Given task →
Arrange the rows starting at the line that contains "Give the mask of every instance of the car" and ending at the line that contains "M299 415L299 426L309", both included, as a JSON list of strings with one string per line and blank lines omitted.

Stored data:
_ _ _ _ _ _ _

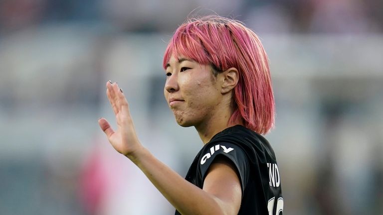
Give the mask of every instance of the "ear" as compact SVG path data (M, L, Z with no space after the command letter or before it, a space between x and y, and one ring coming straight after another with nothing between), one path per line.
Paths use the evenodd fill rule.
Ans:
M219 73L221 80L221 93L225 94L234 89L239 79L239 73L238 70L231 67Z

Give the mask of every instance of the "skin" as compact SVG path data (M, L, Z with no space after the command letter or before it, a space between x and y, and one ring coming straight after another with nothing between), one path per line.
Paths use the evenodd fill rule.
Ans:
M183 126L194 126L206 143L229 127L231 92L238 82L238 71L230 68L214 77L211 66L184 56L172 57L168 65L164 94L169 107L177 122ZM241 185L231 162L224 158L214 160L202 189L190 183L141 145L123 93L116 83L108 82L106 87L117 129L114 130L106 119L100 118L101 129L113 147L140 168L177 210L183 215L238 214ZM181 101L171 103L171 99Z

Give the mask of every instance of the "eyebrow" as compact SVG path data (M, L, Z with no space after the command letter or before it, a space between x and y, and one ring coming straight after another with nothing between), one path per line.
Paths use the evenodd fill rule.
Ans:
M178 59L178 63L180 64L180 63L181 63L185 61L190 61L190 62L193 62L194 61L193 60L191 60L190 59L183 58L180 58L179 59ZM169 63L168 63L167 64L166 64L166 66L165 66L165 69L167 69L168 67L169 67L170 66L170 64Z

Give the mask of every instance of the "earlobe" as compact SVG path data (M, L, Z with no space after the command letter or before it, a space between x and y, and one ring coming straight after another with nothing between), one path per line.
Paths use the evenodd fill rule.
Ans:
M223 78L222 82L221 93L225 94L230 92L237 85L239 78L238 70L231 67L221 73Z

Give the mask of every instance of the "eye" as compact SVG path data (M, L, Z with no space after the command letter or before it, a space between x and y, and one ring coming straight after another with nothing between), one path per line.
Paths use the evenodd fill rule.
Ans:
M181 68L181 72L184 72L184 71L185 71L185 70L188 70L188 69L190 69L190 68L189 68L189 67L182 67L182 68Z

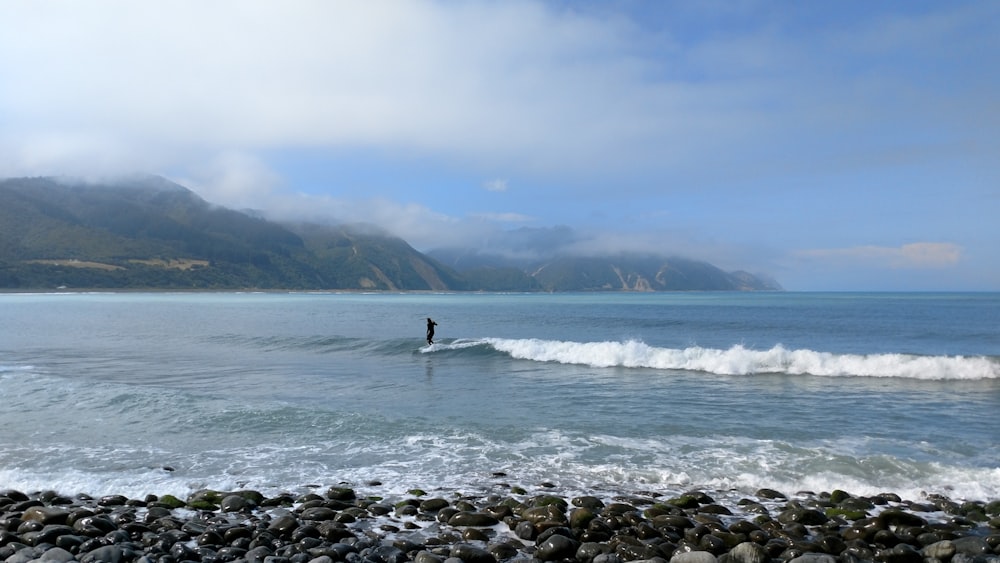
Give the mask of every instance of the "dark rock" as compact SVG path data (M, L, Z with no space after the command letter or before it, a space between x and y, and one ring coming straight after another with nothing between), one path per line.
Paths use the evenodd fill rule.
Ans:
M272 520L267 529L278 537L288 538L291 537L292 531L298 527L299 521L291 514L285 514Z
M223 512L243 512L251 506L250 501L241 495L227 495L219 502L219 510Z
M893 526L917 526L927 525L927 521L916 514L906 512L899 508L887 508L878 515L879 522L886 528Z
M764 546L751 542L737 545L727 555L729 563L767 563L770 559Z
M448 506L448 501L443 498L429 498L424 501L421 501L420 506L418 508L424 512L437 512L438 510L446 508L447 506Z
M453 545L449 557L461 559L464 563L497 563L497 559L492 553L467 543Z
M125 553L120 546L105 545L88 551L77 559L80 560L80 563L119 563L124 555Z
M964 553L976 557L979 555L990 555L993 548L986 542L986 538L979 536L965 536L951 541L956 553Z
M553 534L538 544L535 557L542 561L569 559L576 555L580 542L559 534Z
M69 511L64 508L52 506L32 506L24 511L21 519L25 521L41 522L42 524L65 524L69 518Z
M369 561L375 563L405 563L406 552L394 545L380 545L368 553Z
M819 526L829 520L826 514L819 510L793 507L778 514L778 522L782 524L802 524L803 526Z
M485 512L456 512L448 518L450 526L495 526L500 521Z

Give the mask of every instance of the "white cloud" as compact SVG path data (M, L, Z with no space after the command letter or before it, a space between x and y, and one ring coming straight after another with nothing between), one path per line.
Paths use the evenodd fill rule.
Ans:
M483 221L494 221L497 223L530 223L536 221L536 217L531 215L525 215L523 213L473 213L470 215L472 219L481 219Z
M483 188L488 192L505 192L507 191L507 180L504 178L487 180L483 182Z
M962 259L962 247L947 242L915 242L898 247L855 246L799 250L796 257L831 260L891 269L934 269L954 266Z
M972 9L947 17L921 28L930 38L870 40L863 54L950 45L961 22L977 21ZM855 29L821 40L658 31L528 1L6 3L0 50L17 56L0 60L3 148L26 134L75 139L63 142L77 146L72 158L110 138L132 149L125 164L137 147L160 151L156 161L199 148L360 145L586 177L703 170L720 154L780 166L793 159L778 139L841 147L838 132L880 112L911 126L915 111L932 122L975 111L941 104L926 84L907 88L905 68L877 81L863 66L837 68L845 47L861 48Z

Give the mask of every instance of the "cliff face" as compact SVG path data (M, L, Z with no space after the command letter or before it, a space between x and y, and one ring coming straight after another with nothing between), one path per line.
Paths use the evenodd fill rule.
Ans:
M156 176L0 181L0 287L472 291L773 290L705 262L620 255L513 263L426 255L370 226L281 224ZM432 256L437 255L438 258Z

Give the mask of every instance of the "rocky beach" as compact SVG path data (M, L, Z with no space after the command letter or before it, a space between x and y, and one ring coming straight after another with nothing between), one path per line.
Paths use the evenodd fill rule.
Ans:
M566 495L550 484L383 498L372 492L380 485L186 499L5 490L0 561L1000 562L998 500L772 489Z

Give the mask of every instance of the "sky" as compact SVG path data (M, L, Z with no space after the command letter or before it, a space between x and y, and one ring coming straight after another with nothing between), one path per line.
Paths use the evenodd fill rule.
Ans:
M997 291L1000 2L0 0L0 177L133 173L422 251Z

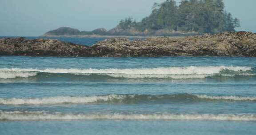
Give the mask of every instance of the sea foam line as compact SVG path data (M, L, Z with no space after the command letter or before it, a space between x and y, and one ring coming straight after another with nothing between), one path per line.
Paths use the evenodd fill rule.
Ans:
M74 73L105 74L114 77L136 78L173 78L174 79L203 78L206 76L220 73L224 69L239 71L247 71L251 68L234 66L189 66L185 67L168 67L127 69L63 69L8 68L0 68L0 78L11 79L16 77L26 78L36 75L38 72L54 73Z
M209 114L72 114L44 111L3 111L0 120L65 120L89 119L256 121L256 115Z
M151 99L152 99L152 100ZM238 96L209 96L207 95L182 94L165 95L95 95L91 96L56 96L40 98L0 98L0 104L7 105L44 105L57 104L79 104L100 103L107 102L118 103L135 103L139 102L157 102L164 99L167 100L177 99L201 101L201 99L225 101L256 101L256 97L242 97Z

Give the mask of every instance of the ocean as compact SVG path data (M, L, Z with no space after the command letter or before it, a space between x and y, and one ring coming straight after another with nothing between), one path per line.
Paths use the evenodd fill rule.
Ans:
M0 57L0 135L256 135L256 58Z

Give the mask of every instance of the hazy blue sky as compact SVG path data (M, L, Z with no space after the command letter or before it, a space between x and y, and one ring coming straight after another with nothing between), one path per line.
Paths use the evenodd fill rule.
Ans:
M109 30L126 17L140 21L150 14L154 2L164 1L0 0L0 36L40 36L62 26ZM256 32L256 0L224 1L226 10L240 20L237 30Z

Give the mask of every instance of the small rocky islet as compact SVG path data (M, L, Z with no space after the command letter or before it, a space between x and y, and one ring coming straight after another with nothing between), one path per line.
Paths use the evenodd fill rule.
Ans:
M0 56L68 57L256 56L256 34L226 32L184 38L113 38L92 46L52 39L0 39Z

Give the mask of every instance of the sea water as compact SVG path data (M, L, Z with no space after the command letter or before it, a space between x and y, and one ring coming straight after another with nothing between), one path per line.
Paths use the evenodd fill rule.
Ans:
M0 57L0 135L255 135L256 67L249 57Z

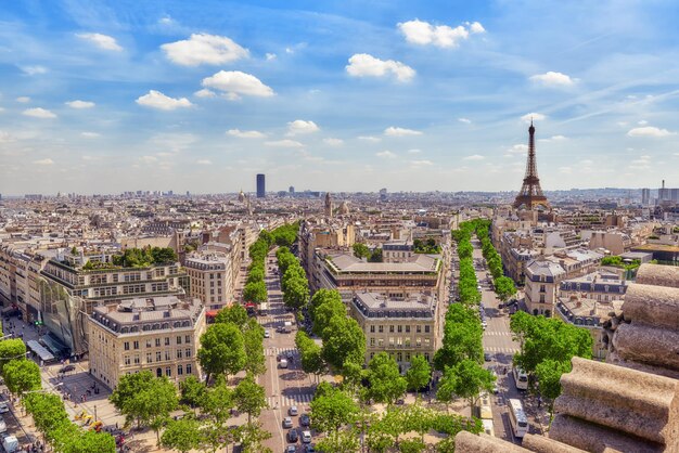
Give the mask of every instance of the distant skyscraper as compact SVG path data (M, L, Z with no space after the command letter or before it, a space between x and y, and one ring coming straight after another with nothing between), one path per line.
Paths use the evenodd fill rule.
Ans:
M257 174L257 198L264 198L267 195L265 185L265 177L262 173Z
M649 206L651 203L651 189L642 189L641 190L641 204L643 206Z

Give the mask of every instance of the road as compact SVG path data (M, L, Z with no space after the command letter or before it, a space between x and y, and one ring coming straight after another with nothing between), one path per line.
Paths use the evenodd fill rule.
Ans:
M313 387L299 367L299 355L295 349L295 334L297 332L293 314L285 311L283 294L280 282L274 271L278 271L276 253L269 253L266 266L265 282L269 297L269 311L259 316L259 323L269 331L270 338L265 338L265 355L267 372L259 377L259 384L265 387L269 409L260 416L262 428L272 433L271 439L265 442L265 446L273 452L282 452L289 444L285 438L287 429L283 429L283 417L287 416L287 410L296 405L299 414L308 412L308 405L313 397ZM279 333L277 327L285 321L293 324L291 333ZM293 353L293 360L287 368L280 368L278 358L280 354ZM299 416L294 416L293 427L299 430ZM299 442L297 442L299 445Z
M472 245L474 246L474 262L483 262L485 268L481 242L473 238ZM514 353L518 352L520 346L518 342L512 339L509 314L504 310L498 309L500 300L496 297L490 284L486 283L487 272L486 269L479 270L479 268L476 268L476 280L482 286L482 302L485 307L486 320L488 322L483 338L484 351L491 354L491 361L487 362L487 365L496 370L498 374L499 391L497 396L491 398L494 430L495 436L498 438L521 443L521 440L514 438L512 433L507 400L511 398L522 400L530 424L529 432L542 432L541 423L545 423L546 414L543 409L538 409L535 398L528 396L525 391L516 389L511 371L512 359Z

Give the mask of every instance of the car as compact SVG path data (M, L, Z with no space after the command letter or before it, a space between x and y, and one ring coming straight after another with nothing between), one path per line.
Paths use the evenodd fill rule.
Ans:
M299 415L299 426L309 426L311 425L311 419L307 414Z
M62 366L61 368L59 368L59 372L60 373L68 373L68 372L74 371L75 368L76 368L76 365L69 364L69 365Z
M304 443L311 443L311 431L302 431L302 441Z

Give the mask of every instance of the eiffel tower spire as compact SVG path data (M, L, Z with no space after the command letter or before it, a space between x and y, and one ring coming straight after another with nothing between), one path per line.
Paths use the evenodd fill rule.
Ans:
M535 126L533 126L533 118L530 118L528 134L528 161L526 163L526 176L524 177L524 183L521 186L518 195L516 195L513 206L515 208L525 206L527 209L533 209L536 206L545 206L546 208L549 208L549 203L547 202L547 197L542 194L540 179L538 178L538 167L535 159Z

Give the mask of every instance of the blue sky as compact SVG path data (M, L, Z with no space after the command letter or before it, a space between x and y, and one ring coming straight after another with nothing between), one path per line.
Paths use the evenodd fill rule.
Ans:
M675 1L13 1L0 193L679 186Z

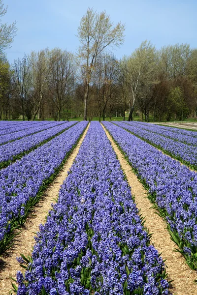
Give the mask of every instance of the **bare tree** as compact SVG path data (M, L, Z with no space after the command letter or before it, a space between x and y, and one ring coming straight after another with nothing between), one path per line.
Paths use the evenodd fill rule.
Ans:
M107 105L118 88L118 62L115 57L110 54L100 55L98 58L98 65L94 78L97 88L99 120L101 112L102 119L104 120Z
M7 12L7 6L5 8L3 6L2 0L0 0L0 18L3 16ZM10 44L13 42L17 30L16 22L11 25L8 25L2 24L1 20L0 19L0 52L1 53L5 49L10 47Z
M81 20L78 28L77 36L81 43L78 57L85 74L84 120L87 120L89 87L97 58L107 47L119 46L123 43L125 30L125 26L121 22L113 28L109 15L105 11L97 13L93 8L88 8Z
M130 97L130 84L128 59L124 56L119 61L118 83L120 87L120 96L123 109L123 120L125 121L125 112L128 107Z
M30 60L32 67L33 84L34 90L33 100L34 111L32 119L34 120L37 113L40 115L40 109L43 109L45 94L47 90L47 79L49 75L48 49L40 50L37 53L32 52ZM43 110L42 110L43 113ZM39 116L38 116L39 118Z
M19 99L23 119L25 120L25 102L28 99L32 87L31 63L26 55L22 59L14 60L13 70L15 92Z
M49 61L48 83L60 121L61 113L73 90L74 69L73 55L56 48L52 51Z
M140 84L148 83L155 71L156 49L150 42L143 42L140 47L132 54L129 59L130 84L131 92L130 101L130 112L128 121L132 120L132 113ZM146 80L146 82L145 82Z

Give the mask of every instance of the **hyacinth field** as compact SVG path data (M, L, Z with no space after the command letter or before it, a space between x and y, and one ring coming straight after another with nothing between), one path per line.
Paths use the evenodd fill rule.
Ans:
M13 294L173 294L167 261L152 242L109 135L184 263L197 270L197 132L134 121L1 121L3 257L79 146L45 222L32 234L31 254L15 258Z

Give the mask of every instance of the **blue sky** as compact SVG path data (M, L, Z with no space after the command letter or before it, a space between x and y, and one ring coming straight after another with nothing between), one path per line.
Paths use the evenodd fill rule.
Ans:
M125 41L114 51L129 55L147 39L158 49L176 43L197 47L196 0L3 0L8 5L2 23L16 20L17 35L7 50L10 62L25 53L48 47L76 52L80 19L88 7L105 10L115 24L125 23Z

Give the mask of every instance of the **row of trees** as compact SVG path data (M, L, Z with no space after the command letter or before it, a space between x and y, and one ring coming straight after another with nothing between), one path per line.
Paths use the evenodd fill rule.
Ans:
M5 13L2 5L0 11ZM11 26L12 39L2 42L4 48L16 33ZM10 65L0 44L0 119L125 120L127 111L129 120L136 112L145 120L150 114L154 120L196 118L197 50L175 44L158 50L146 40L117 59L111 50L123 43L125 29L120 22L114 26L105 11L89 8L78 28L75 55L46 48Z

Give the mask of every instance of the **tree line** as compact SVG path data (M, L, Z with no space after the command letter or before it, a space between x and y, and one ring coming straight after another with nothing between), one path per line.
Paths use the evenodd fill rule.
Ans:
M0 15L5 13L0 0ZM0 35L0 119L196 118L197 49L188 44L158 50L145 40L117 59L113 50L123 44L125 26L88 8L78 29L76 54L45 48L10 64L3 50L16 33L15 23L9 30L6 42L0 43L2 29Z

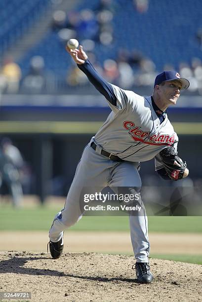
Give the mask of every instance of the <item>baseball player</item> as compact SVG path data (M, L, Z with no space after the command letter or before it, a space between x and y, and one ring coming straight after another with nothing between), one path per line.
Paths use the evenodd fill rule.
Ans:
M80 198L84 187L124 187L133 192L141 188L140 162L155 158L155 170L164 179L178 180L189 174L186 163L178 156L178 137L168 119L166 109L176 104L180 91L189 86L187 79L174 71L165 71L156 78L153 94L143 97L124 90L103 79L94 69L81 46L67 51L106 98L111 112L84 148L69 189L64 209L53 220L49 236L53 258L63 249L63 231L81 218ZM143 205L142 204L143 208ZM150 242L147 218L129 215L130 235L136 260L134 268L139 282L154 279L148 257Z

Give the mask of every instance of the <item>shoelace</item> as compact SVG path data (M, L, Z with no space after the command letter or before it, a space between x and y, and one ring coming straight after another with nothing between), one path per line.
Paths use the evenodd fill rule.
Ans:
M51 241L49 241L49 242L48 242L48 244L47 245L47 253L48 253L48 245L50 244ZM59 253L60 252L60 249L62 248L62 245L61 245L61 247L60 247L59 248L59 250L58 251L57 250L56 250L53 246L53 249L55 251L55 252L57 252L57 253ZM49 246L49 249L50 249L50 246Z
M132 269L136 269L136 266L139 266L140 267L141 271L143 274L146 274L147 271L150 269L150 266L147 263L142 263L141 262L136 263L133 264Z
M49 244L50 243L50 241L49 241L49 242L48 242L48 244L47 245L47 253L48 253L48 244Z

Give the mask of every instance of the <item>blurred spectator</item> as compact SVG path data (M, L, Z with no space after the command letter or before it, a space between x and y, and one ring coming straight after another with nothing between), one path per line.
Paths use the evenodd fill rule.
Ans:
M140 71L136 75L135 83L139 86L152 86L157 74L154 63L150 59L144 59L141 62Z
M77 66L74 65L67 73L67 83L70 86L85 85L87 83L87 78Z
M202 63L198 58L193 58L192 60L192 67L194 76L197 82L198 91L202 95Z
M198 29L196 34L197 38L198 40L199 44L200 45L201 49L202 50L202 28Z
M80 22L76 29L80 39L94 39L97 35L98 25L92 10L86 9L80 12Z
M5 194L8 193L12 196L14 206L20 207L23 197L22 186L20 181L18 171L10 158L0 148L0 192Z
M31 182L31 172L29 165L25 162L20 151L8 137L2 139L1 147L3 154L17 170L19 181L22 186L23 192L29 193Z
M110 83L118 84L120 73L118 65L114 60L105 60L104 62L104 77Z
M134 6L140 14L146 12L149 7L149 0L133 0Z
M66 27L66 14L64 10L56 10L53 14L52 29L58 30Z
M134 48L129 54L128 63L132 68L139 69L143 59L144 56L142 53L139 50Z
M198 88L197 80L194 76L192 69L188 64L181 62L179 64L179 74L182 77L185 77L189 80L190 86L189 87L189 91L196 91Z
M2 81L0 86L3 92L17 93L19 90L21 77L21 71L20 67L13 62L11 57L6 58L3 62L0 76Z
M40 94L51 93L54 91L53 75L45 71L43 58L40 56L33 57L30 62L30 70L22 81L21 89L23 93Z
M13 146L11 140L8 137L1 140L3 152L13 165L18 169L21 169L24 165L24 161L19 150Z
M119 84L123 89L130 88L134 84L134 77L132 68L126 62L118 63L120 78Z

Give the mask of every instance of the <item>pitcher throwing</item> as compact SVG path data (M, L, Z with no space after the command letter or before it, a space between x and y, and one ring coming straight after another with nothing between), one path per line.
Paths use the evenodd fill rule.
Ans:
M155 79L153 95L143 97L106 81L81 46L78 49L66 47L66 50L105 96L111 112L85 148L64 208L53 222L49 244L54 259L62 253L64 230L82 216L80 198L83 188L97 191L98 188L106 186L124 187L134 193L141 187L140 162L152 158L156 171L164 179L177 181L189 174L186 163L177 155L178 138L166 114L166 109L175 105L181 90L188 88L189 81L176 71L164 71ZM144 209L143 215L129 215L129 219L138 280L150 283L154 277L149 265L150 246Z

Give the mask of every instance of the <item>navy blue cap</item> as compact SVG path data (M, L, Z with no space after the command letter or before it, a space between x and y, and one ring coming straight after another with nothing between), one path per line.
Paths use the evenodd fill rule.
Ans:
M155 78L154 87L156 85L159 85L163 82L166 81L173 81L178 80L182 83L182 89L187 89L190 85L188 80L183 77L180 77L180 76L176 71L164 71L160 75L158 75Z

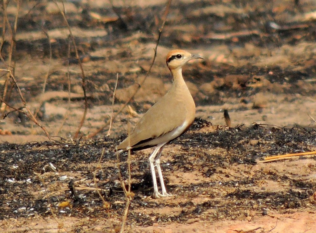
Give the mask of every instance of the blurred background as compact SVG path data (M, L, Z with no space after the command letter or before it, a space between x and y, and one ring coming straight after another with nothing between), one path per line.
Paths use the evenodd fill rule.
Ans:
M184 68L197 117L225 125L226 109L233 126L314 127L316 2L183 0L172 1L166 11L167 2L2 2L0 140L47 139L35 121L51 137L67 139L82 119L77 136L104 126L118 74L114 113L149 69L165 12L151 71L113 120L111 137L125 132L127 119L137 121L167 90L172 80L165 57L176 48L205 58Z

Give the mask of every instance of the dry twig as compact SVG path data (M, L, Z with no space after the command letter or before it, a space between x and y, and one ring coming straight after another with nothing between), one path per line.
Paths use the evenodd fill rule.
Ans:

_ _ _ _ _ _ _

Solution for this problem →
[
  "Give the mask of every instance of the car as compact SVG path data (M, L, Z with no space after the command letter or before it, a space between x and y, and one ring coming straight after another with nothing between), one path per line.",
  "Paths use the evenodd fill rule.",
  "Ans:",
  "M299 415L299 426L309 426L311 425L311 419L307 414Z"
]